- **Text section**
★ ★ ★ ★ ★ ★ ★
One can then understand why “self-sufficient and autonomous mixed farming” systems are still a small minority in the French (and even European) rural landscape. Farmers can potentially encounter a large number of difficulties in shifting from a mode of thinking and action geared towards productivity to one which values autonomy [15–17].
We argue that understanding the dynamics of change at play in the farming industry requires serious consideration of the work issues encountered by farmers. First, we believe that the reasons driving farmers to make changes in their farming systems are not fully understood. Moreover, we think that professional transitions, in other words the processes whereby farmers make their own work activity, evolve and transform it, to move from an intensive mode of production to an autonomous one, need to be modeled better.
This article explores this research hypothesis. We first present a notional framework designed to analyze professional transitions. On this basis, and drawing on the analyses of 10 farms that switched from intensive production to self-sufficient and autonomous production, we describe: (i) the reasons driving farmers to switch to autonomous modes of production, and (ii) the dynamics at play during professional transitions. Finally, we discuss the contribution of these analyses to think the support of the development of more environmentally-friendly self-sufficient and autonomous farming, and to agronomic research.
2Work transitions studied through the prism of professional worlds
The transition of sociotechnical systems is an emerging theme that led to the creation of an international research community in 2009 (the Sustainable Transition Research Network), with the aim of studying the dynamics of transition towards greater sustainability in various industries (health, education, transport, housing, etc.). It is not possible here to provide an exhaustive review of this highly dynamic research stream (the reader is referred to [18]). Two points are however worth noting:
• This work, which largely stems from economics and sociology, is primarily concerned with large-scale issues: governance and public policy, technical infrastructure, the role of civil society (social movement, companies, etc.), or ways of life and modes of consumption. Although these are valuable approaches, the theories produced pay little attention to the transformations of work.
• Although a few rare studies have considered the transformations of professional practices, particularly in the farming industry [19, 20], they look at work from the perspective of its potential or actual effects on sustainability, for example, to determine the relevance of professional practices in terms of their performance, both agronomic (crop or livestock productivity) and environmental (e.g. nitrogen release in water).
This is obviously an important dimension, but it follows an “extrinsic” approach, studying the effects of work and not necessarily the difficulties encountered by work in action, when a professional transition is underway. We argue that an “intrinsic” approach also needs to be developed, that is, one that seeks to grasp how workers relate to the reality with which they are faced, their aims, the means they mobilize to reach them, and the problems they encounter in their work (and that potentially cause them to modify it)3.
★ ★ ★ ★ ★ ★ ★
- **Aim 1**
Print the part of the farming transitions text that begins at "One can then" and ends after "be modeled better.".
- **Aim 2**
According to the farming transitions text, how many farms were analyzed?
- **Aim 3**
Pick up the farming transitions text after its final sentence and continue writing it.

- **Available data**
★ ★ ★ ★ ★ ★ ★
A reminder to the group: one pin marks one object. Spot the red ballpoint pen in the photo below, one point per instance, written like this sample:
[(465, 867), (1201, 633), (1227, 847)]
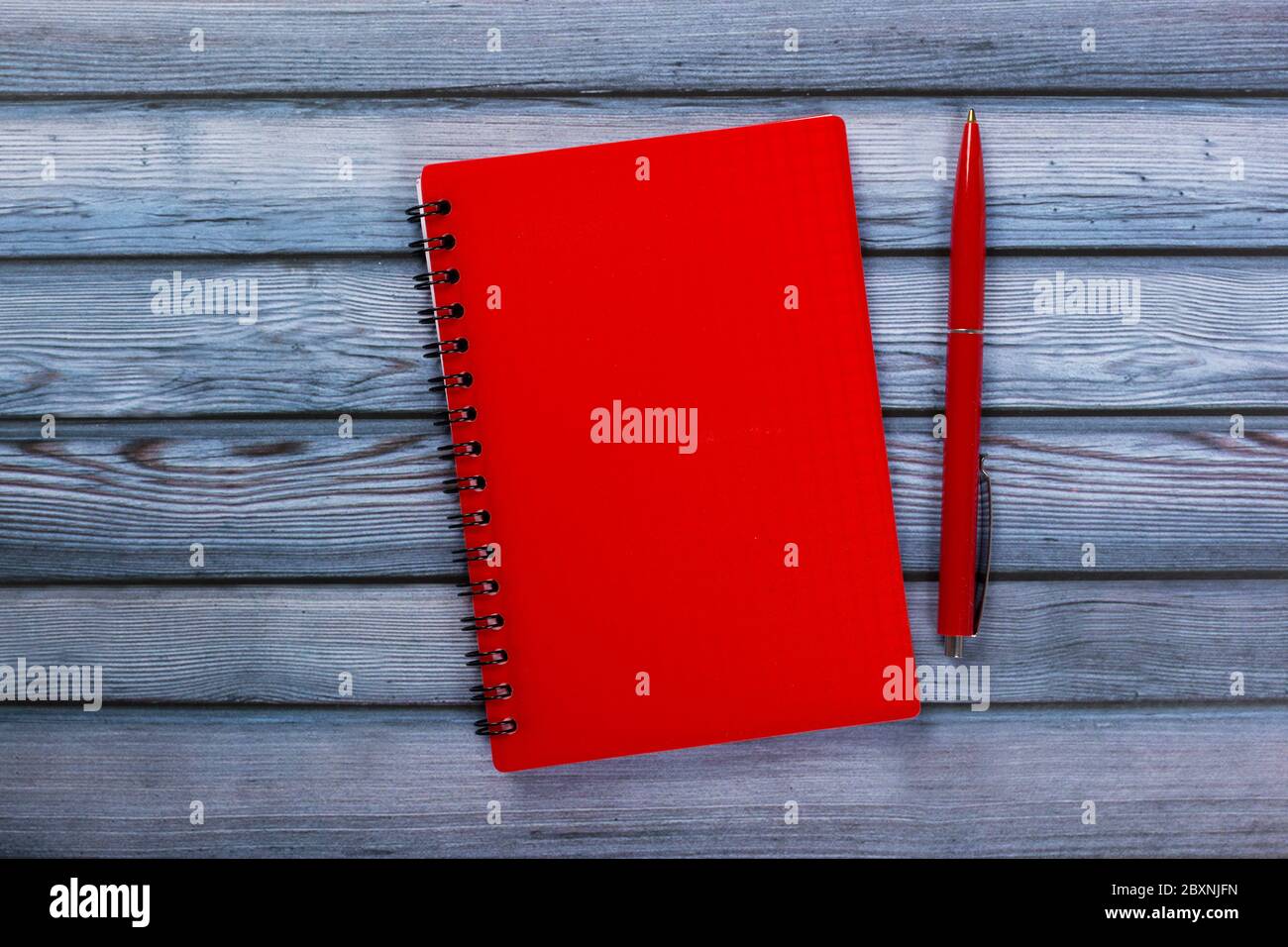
★ ★ ★ ★ ★ ★ ★
- **Expected answer 1**
One can then understand why “self-sufficient and autonomous mixed farming” systems are still a small minority in the French (and even European) rural landscape. Farmers can potentially encounter a large number of difficulties in shifting from a mode of thinking and action geared towards productivity to one which values autonomy [15–17].
We argue that understanding the dynamics of change at play in the farming industry requires serious consideration of the work issues encountered by farmers. First, we believe that the reasons driving farmers to make changes in their farming systems are not fully understood. Moreover, we think that professional transitions, in other words the processes whereby farmers make their own work activity, evolve and transform it, to move from an intensive mode of production to an autonomous one, need to be modeled better.

- **Expected answer 2**
10 farms.

- **Expected answer 3**
To this end, we applied the concept of “professional world” [22] to our analysis of professional transitions. An important idea underpinning this concept is that reality is always far too broad and complex to be grasped fully. For a worker, being effective means focusing only on certain dimensions of reality that then become what needs to be understood and acted upon. Bucciarelli [23] for example showed the importance of grasping the same reality in different ways, in an analysis of design activities. What a safety engineer calls “an emergency stop button”, an electrical engineer will refer to as a “junction box”. For the same reality, the work object (which Bucciarelli calls an “object-world”) therefore appears differently to each protagonist, and will be associated with distinct concepts and specific actions, mobilizing different instruments, which refer to particular value systems. Our hypothesis is that professional transitions involve a change of “professional world”. Thus, in the move from intensive agriculture to autonomous agriculture, farmers have to focus on other dimensions of the same reality (their farm), mobilize new knowledge, implement new practices, and articulate new professional values.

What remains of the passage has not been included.